▶ PROMPT
Nothing is needed except the lines below that run from the one with "Query: dirt ground" through the one with "x=477, y=69", repeated exactly.

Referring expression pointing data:
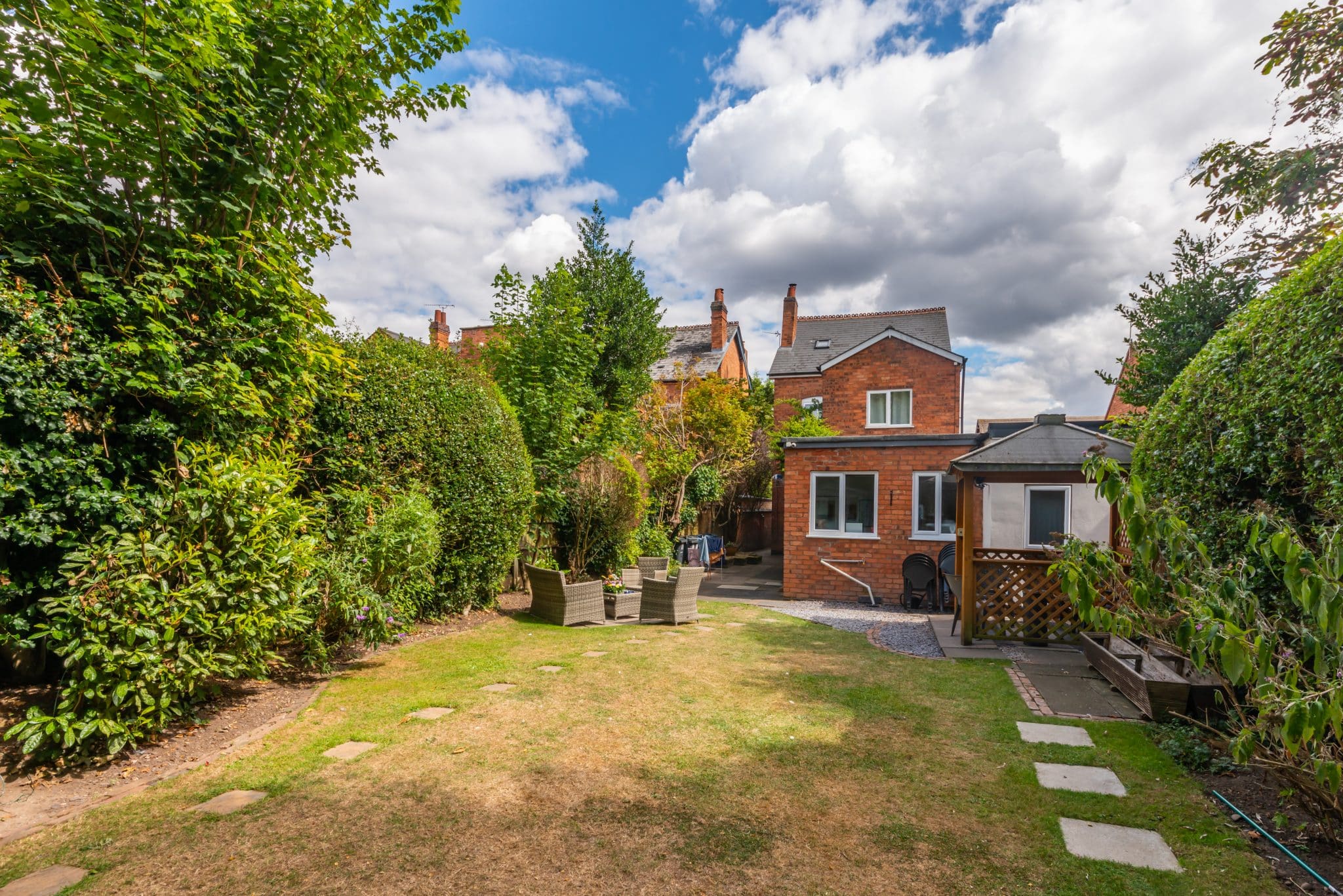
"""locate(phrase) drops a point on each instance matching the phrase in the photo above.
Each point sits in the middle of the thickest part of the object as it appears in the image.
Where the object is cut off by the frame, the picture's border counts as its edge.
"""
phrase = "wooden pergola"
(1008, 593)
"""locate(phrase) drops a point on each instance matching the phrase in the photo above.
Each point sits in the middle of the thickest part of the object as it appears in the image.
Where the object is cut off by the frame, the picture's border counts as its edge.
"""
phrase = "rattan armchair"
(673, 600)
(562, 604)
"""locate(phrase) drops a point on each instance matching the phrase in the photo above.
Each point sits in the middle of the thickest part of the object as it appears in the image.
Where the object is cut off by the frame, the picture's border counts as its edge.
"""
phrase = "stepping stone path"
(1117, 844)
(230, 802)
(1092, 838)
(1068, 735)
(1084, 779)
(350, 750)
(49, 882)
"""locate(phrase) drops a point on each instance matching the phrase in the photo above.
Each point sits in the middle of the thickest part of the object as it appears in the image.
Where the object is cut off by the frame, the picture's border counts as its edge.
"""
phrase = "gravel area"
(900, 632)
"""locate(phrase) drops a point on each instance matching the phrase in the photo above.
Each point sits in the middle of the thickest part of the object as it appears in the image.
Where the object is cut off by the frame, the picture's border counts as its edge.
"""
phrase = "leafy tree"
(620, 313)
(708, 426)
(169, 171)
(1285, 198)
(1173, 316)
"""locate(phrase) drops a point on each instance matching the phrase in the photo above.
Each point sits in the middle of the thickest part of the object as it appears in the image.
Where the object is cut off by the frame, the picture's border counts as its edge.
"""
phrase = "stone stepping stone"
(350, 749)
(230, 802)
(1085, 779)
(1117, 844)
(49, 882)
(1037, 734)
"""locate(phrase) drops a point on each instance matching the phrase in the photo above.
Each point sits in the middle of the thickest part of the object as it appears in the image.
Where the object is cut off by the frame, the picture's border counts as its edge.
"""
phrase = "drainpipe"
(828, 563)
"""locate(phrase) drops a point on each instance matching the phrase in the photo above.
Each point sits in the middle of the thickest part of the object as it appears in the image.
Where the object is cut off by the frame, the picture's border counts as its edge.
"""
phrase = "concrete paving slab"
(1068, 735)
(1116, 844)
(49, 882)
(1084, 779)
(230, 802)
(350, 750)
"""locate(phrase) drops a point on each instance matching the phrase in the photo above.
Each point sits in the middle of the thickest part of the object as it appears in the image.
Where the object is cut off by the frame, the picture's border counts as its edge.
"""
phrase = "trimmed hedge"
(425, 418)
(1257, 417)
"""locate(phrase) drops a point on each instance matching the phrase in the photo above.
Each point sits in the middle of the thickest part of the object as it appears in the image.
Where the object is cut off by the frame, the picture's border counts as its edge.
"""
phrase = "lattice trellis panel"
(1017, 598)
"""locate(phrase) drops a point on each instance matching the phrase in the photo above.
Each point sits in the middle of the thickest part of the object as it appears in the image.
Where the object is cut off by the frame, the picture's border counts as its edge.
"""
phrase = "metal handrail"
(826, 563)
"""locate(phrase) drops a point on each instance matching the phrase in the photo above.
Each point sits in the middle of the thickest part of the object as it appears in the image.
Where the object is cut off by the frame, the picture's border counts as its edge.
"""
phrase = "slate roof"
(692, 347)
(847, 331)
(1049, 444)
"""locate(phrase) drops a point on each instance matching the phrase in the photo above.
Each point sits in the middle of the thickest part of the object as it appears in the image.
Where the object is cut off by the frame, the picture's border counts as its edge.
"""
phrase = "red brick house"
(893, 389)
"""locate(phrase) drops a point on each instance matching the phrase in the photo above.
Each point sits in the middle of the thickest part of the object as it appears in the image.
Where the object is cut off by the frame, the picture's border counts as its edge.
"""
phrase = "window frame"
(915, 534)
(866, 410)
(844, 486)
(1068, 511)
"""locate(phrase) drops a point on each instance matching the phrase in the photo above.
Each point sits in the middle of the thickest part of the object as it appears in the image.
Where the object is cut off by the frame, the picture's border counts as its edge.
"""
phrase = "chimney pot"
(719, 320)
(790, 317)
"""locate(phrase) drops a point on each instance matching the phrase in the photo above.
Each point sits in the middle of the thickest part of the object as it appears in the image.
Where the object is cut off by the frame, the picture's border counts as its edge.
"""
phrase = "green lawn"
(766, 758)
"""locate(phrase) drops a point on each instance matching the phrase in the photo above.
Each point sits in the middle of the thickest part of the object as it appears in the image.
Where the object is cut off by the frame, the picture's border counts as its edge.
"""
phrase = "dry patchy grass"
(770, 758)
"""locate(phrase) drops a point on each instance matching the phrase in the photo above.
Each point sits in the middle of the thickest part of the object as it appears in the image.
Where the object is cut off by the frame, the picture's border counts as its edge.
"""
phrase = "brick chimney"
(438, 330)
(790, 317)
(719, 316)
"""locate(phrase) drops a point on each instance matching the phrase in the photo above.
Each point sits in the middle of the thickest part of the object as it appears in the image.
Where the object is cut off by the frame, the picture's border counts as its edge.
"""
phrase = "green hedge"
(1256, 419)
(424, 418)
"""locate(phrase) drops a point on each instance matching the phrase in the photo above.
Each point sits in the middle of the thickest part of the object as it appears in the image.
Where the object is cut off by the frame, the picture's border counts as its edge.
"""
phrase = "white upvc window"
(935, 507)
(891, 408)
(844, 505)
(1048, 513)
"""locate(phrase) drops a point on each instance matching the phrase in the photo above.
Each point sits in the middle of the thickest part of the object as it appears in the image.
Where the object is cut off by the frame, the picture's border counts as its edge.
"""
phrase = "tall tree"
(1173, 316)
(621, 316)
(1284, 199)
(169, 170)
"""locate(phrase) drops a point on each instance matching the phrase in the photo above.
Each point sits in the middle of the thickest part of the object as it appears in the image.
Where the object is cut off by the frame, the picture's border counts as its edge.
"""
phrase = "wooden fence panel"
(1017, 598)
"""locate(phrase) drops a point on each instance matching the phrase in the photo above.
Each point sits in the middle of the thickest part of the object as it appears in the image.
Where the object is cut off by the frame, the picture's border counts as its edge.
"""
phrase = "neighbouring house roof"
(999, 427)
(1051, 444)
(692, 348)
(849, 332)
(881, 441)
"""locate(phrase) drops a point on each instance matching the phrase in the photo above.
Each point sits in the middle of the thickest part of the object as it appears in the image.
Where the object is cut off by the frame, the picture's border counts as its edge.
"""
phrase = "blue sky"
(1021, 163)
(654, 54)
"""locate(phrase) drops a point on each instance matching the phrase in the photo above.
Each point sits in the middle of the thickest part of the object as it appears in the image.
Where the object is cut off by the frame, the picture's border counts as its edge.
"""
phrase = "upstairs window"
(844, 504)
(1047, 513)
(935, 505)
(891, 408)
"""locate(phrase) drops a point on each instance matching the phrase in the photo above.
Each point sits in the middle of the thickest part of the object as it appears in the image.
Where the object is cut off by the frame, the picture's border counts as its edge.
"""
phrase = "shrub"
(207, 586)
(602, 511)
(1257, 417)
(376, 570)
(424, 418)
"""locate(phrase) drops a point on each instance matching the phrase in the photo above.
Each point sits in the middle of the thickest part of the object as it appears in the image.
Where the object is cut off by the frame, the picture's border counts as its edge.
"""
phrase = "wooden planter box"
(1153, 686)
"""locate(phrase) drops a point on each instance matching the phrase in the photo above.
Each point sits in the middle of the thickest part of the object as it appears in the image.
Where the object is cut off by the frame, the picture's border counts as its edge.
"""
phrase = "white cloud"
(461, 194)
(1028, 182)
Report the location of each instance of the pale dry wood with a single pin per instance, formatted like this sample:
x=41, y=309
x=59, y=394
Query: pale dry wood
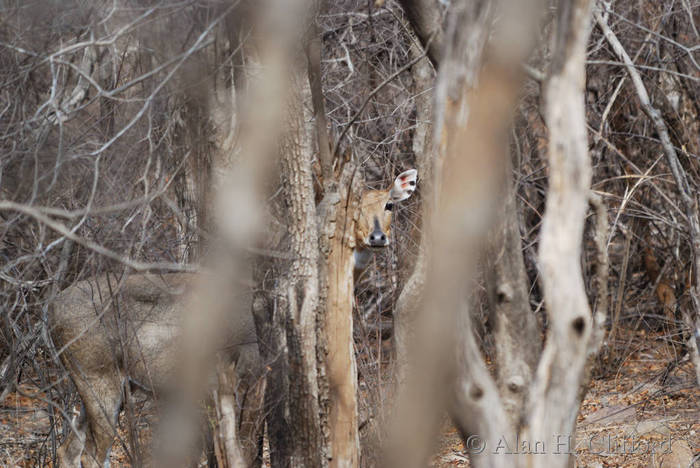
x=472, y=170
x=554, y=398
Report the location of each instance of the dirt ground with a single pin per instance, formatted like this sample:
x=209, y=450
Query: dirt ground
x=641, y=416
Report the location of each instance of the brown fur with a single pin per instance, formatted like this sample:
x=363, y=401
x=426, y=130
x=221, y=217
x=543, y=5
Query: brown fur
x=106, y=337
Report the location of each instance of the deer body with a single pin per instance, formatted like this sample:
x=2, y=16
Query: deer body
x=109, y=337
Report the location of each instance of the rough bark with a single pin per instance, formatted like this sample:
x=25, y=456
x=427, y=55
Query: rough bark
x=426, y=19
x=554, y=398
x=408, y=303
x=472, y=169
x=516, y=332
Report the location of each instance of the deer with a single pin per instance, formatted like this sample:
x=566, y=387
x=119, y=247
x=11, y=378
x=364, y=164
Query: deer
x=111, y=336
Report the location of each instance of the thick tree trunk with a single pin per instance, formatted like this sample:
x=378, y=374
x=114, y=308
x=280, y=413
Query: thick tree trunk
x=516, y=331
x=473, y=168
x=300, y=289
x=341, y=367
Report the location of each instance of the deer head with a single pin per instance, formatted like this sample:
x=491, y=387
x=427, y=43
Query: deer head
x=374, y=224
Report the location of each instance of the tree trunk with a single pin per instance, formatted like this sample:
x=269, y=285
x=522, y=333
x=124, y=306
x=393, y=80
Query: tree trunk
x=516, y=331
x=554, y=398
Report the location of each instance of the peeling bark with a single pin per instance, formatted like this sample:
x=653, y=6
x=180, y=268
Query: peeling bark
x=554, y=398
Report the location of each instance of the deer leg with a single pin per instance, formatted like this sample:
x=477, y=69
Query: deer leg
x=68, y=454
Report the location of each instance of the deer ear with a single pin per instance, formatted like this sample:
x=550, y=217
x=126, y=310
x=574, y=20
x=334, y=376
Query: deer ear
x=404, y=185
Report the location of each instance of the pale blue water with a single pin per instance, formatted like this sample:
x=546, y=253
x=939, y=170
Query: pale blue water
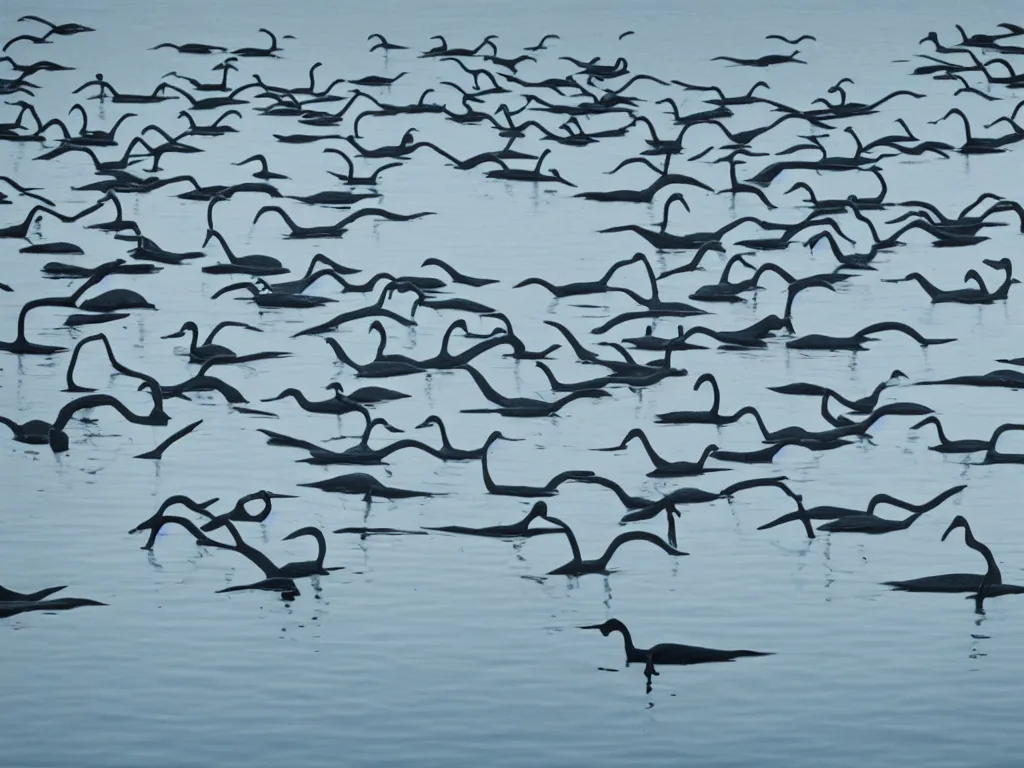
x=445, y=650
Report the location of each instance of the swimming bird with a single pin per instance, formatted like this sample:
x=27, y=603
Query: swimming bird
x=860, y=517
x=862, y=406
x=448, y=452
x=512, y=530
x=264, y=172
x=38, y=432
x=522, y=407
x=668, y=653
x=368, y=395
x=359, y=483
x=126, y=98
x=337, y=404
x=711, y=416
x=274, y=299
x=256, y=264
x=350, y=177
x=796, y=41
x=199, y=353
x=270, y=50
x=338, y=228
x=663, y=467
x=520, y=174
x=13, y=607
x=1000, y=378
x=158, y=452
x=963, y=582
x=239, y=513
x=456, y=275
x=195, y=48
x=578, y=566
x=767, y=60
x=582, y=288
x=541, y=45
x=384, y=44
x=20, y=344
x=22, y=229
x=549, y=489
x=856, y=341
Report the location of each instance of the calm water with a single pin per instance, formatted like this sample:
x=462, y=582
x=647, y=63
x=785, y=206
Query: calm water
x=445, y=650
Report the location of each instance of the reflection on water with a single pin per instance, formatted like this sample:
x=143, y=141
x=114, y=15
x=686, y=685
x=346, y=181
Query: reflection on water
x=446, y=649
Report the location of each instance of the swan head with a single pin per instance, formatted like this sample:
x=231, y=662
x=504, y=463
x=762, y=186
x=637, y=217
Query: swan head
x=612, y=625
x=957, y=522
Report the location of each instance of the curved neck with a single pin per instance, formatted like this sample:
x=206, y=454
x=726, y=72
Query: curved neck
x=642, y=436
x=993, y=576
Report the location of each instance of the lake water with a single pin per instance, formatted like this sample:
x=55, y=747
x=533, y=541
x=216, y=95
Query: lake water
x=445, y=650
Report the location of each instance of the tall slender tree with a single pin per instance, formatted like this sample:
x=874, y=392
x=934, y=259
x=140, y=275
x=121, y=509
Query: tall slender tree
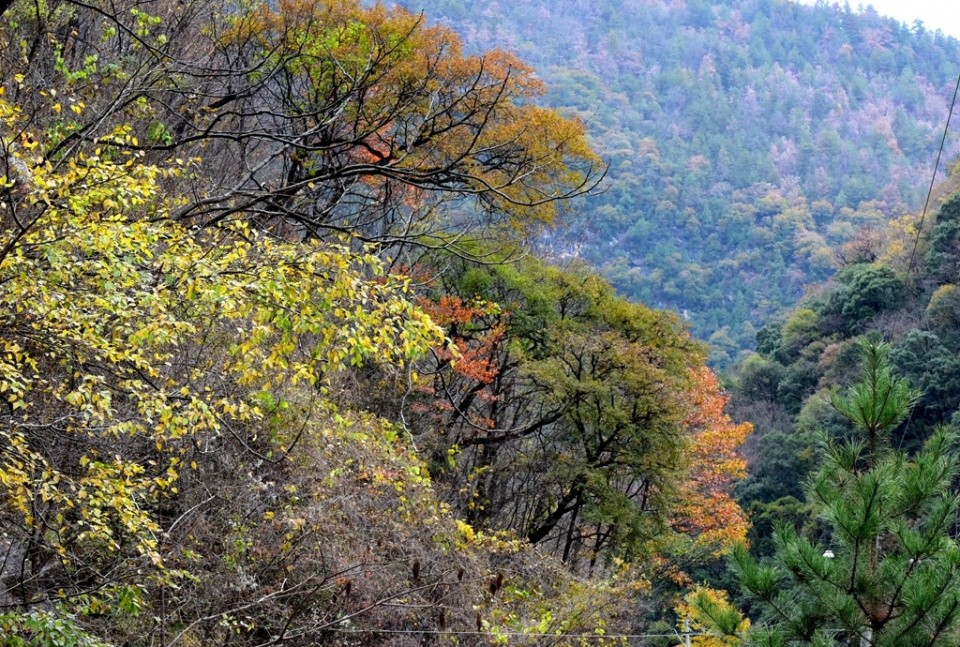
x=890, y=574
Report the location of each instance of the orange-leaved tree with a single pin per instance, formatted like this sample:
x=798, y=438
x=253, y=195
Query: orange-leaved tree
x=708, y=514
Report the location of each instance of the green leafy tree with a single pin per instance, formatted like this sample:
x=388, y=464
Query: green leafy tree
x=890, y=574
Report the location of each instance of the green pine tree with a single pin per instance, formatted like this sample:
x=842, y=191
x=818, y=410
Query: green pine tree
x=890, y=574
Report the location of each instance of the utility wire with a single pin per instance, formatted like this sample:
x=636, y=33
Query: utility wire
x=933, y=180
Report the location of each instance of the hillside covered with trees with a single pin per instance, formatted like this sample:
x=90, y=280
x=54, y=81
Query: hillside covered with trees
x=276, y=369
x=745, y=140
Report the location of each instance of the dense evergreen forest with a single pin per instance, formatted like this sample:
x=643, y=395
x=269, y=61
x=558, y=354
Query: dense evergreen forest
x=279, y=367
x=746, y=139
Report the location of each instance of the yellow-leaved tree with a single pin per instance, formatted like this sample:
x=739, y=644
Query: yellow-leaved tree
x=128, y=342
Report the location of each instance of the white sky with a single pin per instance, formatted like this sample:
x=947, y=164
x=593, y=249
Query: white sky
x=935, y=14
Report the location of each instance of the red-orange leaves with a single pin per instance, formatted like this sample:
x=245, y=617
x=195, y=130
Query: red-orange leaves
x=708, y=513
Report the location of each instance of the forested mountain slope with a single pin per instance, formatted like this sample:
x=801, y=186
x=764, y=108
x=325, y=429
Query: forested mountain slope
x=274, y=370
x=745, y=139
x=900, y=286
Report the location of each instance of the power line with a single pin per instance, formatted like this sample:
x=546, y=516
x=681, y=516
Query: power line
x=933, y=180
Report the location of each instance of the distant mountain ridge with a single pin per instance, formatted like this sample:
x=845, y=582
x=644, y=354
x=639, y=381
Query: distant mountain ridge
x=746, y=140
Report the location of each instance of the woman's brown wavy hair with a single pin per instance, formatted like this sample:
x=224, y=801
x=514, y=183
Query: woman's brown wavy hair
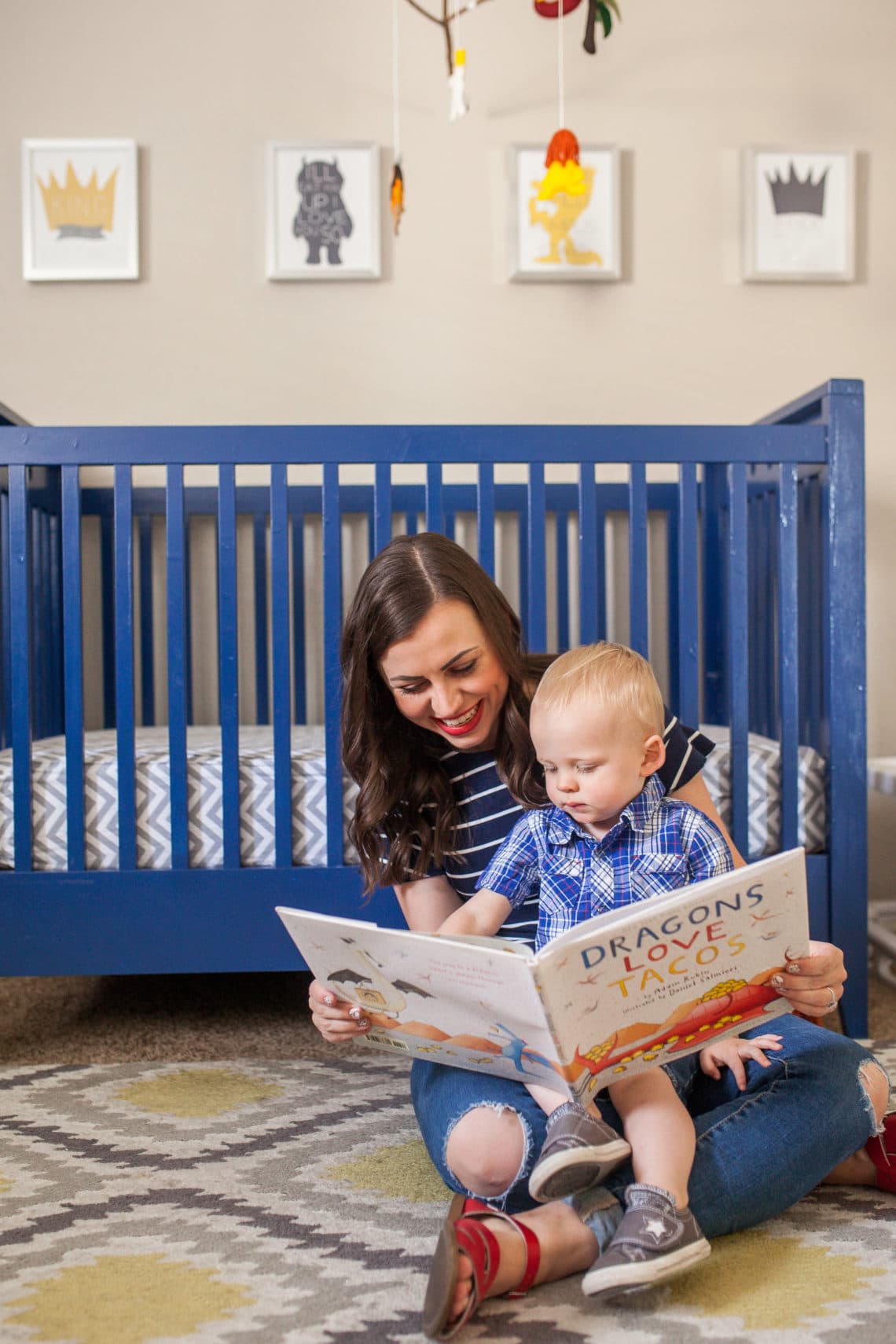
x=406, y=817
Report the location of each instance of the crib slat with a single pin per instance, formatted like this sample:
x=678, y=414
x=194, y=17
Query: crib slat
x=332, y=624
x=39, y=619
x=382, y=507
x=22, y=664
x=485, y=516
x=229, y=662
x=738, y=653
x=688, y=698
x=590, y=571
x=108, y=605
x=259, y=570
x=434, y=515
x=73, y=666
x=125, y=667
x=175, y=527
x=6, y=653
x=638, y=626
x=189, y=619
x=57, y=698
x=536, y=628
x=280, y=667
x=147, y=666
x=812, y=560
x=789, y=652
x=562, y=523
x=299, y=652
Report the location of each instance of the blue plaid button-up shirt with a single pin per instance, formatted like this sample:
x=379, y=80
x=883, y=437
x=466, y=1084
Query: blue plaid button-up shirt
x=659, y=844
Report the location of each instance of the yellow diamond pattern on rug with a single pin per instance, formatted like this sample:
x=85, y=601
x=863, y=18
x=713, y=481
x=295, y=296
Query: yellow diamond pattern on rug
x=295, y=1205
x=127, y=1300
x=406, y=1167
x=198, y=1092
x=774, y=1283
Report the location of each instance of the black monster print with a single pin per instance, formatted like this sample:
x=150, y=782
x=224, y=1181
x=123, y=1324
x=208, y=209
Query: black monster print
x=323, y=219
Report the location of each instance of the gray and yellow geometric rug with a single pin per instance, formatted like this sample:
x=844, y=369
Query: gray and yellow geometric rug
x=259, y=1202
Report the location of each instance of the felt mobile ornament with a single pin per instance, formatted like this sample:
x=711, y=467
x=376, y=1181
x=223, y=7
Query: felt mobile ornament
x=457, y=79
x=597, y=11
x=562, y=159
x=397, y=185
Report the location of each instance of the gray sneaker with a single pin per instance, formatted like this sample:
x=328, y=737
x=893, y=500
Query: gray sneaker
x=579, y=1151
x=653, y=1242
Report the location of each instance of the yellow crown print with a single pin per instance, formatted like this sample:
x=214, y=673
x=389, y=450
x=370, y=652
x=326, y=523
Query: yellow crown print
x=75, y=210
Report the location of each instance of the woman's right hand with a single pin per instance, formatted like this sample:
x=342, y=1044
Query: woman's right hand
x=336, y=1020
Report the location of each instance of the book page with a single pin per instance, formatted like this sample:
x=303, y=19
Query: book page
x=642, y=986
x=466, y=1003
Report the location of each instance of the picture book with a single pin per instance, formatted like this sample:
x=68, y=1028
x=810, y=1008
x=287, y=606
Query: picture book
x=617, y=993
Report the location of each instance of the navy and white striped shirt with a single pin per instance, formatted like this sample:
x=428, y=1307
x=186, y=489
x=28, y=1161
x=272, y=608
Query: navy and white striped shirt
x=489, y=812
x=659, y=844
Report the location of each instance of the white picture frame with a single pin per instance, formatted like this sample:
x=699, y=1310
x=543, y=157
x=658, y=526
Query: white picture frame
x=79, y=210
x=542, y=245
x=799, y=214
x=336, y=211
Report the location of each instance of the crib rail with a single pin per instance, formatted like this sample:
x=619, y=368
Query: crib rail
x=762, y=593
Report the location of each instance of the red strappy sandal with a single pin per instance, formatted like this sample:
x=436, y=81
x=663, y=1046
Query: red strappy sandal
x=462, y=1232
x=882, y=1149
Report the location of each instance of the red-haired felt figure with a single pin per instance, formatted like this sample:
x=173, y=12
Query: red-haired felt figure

▶ WRITTEN REPLY
Query: dirt ground
x=641, y=416
Report the location of each instance of the brown fur with a single pin per instance, formatted like this sample:
x=363, y=401
x=426, y=130
x=221, y=217
x=543, y=5
Query: brown fur
x=106, y=337
Report the location of each instance of the deer body with a single pin per instance, formatted like this sample:
x=2, y=16
Query: deer body
x=109, y=337
Report the location of each instance of the rough bark with a single pin per instance, formatted like this sample:
x=25, y=456
x=427, y=55
Query: rough bark
x=426, y=19
x=554, y=398
x=408, y=303
x=472, y=169
x=516, y=332
Report the location of each instance of the deer with a single pin per instance, formatted like this sample:
x=566, y=387
x=119, y=247
x=11, y=378
x=364, y=164
Query: deer
x=111, y=336
Report the location of each instance of the thick tree trunk with a single pin per instance, formatted like this sample:
x=378, y=374
x=114, y=308
x=280, y=413
Query: thick tree trunk
x=516, y=331
x=473, y=168
x=300, y=289
x=341, y=367
Report the location of each instance of the deer head with a single pin per instance, formatted like this sample:
x=491, y=387
x=427, y=43
Query: deer head
x=374, y=224
Report the location of each instance of the tree trunk with a single pin per instance, formatted like this sample:
x=269, y=285
x=522, y=333
x=124, y=306
x=393, y=80
Query: tree trunk
x=516, y=331
x=554, y=398
Report the location of each instance of the peeling bark with a single pin per instance, formatted like this sample:
x=653, y=6
x=180, y=268
Query: peeling bark
x=554, y=398
Report the location of each instance of the deer leg with a single pin per instance, formatted like this sample:
x=477, y=69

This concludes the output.